*** Data section ***
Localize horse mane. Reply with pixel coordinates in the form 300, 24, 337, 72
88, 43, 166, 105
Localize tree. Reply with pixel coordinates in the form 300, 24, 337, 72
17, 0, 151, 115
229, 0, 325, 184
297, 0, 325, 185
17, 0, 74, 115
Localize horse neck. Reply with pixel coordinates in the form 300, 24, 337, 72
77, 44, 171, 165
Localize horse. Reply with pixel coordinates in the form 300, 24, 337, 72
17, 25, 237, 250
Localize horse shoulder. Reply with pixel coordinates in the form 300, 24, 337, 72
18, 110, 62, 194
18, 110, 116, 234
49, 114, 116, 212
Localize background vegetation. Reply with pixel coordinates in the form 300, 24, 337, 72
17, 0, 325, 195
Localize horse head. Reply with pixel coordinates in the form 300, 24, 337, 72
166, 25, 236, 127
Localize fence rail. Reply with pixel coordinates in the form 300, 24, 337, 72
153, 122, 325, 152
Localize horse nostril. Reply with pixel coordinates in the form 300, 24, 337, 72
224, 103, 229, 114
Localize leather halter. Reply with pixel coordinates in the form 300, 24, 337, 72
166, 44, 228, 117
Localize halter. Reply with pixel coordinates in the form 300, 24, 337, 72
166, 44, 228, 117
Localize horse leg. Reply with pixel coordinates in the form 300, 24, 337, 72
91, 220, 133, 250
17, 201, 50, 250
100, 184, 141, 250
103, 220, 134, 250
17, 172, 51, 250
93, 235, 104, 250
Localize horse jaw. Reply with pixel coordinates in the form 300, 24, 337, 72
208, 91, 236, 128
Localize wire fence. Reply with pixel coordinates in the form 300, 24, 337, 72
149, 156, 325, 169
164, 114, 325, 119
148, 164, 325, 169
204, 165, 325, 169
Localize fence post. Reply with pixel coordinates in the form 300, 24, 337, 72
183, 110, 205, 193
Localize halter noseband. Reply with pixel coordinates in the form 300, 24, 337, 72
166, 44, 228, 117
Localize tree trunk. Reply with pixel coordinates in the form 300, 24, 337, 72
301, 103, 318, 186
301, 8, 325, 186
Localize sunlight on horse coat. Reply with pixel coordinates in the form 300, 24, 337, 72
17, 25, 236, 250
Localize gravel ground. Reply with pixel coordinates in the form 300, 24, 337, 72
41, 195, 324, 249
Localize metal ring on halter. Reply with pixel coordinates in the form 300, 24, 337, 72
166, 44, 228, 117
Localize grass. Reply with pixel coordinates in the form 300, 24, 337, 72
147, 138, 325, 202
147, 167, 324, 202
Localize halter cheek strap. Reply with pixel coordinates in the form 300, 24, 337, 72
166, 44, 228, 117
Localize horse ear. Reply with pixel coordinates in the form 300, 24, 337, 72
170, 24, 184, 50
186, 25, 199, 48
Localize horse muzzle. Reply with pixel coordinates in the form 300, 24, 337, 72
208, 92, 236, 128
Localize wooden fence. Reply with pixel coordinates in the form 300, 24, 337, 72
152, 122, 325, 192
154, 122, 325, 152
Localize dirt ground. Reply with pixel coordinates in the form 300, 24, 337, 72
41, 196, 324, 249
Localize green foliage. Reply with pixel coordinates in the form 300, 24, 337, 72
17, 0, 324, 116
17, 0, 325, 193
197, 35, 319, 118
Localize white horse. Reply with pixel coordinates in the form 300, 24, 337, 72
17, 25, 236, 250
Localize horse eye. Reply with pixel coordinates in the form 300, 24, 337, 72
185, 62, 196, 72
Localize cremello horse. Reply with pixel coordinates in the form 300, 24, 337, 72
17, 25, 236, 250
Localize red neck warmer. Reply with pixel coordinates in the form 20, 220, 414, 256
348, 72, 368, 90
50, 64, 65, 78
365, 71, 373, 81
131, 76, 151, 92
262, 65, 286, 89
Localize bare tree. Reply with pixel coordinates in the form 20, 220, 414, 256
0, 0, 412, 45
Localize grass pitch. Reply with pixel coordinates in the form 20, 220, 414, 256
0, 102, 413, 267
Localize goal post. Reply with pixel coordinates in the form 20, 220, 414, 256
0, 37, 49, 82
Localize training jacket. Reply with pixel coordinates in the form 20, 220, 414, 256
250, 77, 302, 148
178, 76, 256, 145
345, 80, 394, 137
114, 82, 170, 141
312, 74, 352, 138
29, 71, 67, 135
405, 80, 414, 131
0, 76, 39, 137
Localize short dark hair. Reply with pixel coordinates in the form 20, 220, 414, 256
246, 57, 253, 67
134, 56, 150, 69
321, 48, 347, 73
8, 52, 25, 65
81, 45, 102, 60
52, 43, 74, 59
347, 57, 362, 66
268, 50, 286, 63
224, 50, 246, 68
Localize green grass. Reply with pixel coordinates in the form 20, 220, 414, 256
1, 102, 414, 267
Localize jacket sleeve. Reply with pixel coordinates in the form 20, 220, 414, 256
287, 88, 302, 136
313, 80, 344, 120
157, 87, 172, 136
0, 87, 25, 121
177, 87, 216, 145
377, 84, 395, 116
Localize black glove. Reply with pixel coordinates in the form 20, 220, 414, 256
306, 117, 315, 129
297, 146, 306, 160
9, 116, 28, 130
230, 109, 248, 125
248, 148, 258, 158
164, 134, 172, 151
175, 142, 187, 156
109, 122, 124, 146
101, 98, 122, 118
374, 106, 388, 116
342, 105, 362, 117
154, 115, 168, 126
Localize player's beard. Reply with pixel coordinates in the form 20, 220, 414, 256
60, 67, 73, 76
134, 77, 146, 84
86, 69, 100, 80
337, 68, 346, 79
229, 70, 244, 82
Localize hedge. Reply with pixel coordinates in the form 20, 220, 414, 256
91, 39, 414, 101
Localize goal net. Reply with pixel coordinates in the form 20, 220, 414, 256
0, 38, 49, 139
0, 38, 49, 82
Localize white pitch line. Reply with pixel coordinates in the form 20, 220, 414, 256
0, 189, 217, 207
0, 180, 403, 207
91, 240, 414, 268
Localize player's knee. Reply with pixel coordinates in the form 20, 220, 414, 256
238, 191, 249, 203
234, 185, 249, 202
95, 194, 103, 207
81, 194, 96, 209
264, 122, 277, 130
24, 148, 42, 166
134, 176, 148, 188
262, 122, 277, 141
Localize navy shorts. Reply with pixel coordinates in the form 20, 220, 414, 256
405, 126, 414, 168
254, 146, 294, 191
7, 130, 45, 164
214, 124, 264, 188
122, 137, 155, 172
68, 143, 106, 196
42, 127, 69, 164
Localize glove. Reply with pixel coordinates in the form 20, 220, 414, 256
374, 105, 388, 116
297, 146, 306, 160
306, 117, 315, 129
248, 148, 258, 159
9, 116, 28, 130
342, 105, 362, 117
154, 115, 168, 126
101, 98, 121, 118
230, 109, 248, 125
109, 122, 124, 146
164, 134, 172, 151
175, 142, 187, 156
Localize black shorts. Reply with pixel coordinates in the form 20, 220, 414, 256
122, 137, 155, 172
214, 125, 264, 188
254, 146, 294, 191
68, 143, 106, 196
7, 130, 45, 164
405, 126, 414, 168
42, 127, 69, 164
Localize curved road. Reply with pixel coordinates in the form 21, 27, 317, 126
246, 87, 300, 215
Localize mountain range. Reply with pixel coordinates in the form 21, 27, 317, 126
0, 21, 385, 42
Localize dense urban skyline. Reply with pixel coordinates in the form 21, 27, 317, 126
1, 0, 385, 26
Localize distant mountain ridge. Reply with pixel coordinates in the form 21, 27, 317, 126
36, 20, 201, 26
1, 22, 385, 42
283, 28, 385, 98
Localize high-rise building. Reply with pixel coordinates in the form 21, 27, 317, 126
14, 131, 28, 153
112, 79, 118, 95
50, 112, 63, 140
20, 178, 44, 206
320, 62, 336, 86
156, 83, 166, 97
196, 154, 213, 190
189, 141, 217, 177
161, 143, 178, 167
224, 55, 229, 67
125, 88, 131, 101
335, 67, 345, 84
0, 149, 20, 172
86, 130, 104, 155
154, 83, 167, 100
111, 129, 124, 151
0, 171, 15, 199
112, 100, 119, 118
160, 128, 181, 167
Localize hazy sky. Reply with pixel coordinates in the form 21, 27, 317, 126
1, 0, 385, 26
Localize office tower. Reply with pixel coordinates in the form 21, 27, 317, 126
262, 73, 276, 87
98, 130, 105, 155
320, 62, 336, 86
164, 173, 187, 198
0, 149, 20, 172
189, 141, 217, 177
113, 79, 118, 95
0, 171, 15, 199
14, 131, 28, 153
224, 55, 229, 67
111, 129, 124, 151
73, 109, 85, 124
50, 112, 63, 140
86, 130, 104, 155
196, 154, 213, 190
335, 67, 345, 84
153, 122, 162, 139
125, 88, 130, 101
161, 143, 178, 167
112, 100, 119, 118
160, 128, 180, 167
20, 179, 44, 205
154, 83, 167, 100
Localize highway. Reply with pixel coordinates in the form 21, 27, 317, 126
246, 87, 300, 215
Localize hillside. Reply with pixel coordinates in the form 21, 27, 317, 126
*** End of Data section ***
## Problem description
Take the line that contains "Localize highway. Reply" and every line after it in the material above. Set those lines down exactly and nothing more.

## Problem solution
Localize highway. Reply with pixel coordinates in the form 21, 27, 317, 126
246, 87, 300, 215
Localize hillside. Reply with pixel coordinates in the form 21, 27, 317, 126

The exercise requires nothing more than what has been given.